КОРОТКОЕ ЗАДАНИЕ A -> Назовите все произведения Сельвинского, чьи названия даны в статье о Сельвинском в кавычках.
КОРОТКОЕ ЗАДАНИЕ B ->
Ответьте по статье о Сельвинском:
(i) Кем был Роберт Дитрих?
(ii) Куда перебирается Пао-Пао?
(iii) Чью речь Сельвинский поэтизировал в молодости?

0
975
Газета Поэзия Интернет-версия

23.10.2024 20:30:00

Вышел на арапа, канает буржуй

Илья Сельвинский: гротеск в декорациях утопии и привет Франсуа Вийону

Тэги: поэзия, илья сельвинский


Есть нечто от звона Дантовских терцин в стихах Ильи Сельвинского. Великолепие фауны: тигр, спускающийся с гор и хребтом своим повторяющий их очертания, переходит в условно-метафизическую вечность, где собеседуют поэты. Цветовые лучи поэзии Сельвинского созидают силовое поле, из которого невозможно выйти. Размах поэта велик: тут и стихи, написанные на бандитском жаргоне, и громадные здания его поэм – «Пушторга» или «Улялаевщины». Стиль Сельвинского размашист, избыточно роскошен, решителен, рассчитан на эпос.

Впрочем, гротеск пьесы Сельвинского «Пао-Пао» лежит в ином измерении. Это гротеск в белых декорациях, как предложил Станиславский. Гротеск в декорациях утопии. Орангутанг хочет стать человеком, или человек очеловечить орангутанга? Пьеса Сельвинского столь же виртуозна, сколь и серьезна. Боксер Роберт Дитрих, ставший жертвой конкурентов, не может распоряжаться своим мозгом, предназначенным для эксперимента. Атташе, поддавшись уговорам безумного брата-ученого, отдает серо-золотой человеческий мозг исследователю, чтобы дальше замелькали абсурдно фантастические ленты. Пао-Пао, лохматый пук волос в костюме, пародия на человека, решает, что западная жизнь, его окружающая, слишком скучна. И перебирается в СССР – в цивильном костюме, конечно. Идеология вступает в свои права.

Жестче ли все у Булгакова, чей Шариков сразу приходит на память? У Булгакова схема проста: интеллигенция, породившая шариковых, должна поставить их на место. С обезьяной труднее – у нее оказывается хорошая способность к мимикрии. Коли суть жизни грызня, остается развивать нечто, глубоко помещенное в тебе:

Если, к несчастью, ты Кант

или Беркли,

То будешь хоть в Англии, хоть

в Германии,

Как рыба, прыгающая

на зеркале,

Как лампочка, зажженная

в кармане.

Стоит, я думаю, переиздать эту пьесу. А главное – поставить.

* * *

В молодости Сельвинский поэтизировал речь бандитов:

Вышел на арапа. Канает

буржуй.

А по пузу – золотой бамбер.

Записи набора данных ->
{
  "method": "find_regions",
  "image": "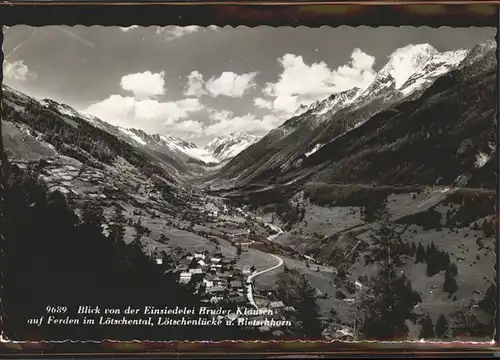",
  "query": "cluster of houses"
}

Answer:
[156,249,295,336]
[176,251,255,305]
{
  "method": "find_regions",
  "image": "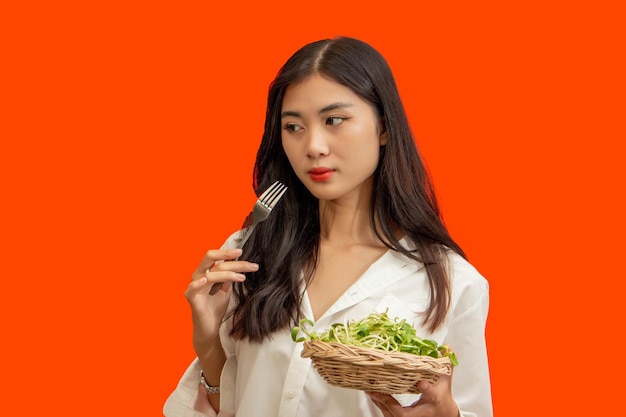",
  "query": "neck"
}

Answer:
* * *
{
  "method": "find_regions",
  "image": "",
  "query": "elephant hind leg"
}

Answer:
...
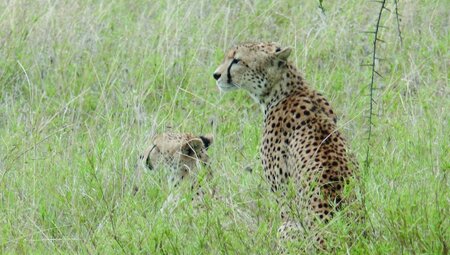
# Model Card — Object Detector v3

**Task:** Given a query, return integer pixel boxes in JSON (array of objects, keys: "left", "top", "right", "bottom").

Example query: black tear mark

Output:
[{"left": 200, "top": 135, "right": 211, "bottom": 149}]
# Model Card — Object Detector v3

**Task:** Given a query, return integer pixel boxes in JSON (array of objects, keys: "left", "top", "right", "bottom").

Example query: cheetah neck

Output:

ОТВЕТ К ЗАДАНИЮ A -> «Пушторг», «Улялаевщина», «Пао-Пао».

ОТВЕТ К ЗАДАНИЮ B ->
(i) Боксером.
(ii) В СССР.
(iii) Речь бандитов.